Records of position annotations
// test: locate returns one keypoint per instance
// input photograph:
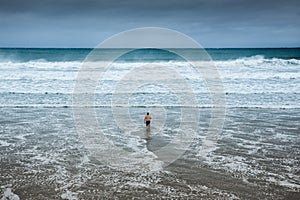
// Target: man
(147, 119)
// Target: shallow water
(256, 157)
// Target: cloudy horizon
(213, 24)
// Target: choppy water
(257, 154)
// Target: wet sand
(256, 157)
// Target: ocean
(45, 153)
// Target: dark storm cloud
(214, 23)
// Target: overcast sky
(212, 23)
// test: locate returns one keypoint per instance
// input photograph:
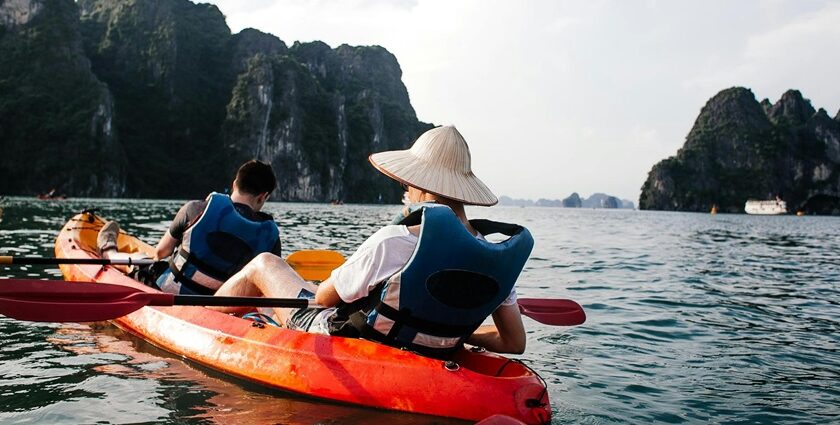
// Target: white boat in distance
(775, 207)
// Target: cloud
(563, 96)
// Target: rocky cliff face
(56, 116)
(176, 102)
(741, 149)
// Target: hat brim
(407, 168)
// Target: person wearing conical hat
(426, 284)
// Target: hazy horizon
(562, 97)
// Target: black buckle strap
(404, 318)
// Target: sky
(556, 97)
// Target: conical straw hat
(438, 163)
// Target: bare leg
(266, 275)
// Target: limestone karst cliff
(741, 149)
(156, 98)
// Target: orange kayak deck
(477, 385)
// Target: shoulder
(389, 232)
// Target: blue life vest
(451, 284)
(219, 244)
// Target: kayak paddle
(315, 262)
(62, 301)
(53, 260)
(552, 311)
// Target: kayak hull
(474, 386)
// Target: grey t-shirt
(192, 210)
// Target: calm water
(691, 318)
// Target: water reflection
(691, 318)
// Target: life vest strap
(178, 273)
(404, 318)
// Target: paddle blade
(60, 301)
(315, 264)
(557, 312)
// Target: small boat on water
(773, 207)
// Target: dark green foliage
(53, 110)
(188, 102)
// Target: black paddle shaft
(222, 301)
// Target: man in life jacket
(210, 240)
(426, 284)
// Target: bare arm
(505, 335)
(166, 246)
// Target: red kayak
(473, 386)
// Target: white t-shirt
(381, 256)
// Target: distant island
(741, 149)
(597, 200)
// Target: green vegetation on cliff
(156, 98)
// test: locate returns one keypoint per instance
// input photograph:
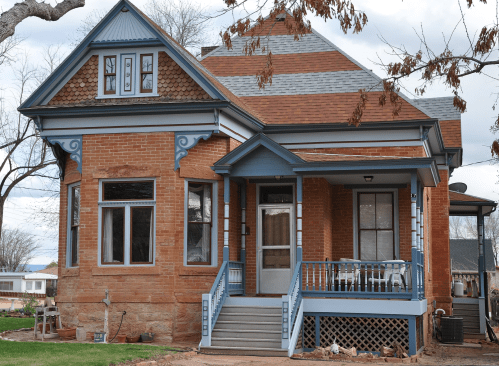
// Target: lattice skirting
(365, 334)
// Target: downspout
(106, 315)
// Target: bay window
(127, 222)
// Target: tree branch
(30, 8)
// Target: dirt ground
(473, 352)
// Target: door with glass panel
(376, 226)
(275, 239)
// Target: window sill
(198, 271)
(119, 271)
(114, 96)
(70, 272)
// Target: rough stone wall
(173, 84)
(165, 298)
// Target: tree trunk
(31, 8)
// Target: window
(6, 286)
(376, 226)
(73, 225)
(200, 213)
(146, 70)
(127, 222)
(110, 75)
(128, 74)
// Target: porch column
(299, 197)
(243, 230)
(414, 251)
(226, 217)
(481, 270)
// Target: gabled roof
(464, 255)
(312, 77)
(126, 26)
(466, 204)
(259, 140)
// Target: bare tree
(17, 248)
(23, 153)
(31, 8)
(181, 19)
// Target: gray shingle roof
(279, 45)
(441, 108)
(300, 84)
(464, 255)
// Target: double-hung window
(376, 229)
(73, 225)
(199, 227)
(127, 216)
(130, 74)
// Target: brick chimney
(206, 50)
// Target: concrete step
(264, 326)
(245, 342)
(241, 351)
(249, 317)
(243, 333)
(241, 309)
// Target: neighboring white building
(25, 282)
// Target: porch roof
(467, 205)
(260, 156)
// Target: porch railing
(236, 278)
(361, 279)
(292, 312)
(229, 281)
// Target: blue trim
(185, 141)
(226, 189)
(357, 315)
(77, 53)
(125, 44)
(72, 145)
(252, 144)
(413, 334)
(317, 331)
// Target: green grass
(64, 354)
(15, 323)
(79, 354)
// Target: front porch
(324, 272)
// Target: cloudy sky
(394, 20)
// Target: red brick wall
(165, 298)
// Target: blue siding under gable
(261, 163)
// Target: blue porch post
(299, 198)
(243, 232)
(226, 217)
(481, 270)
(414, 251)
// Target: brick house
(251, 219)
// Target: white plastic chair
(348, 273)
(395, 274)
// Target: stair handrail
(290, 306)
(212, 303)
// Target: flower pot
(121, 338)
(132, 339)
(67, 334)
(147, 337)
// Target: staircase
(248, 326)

...

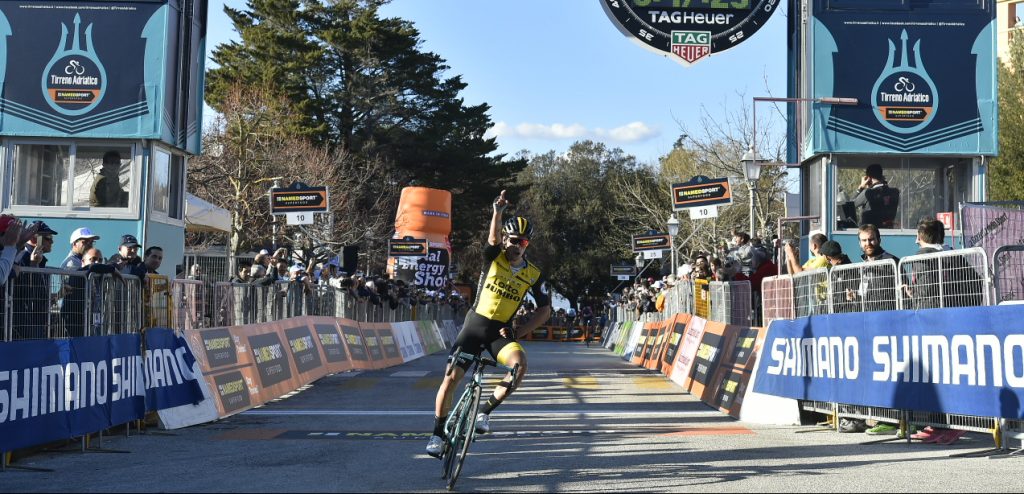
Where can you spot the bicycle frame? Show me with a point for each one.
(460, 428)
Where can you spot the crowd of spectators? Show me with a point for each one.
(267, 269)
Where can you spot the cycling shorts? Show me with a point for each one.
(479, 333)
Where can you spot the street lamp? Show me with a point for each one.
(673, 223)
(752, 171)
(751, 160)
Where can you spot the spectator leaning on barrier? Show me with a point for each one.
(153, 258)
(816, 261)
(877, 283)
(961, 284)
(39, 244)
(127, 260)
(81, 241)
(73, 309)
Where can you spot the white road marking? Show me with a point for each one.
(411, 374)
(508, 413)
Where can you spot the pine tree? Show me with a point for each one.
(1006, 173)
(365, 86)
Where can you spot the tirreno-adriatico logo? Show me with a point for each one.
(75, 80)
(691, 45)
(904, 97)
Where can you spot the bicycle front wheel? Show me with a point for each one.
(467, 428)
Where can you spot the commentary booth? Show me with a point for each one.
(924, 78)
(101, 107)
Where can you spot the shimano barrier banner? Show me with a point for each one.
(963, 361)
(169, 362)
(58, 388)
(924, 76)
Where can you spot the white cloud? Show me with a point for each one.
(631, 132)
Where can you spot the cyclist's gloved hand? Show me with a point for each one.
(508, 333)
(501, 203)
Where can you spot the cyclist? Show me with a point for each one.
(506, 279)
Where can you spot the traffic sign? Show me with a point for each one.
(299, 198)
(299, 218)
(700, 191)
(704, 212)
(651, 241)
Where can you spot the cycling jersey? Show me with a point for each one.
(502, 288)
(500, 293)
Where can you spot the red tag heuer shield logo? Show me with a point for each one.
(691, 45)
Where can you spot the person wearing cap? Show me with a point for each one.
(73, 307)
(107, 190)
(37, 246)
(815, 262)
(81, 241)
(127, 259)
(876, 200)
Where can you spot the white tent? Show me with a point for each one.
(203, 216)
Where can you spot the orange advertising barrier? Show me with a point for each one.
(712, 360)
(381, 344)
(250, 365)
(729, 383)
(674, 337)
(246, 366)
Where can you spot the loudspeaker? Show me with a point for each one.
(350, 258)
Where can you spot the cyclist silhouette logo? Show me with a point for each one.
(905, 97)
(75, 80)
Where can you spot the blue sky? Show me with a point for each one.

▸ What the task requires
Please rewrite the lines of the records beginning at the line containing "Where can you spot the white cloud?" and ending after the line containing "Where can you spot the blue", substituting "megaphone" for "loudspeaker" and leaving everything else as it is.

▸ Written response
Where can you spot the white cloud? Show me with a point for each one.
(631, 132)
Where can you spot the cyclist's gloved hand? Show me with a point for each one.
(508, 333)
(501, 203)
Where can you spot the cyclist? Show me with a point for each one.
(506, 279)
Where can you spot the traffic sign? Show me with a point for each one.
(299, 198)
(299, 218)
(700, 191)
(704, 212)
(651, 241)
Where can you spot the cycling jersey? Show me with a point for each one.
(502, 288)
(500, 293)
Where can you spot the red tag heuer shield logo? Show me with a point for each one.
(691, 45)
Where can you spot the person wearing cap? Show me with a point for each one.
(73, 307)
(107, 190)
(37, 246)
(815, 262)
(81, 241)
(127, 259)
(876, 200)
Where can you spot the white tent? Show me with a point for each one.
(203, 216)
Where can you spot the orange advertising barrier? Show me with a point for each one.
(712, 360)
(381, 344)
(250, 365)
(729, 383)
(674, 337)
(246, 366)
Where can you spot the megaphone? Show me with a point for each one.
(350, 258)
Where can you spot the cyclist silhouette logo? Show me with a point for each one.
(905, 97)
(75, 80)
Where can you spot the blue sky? Show me with a point for each one.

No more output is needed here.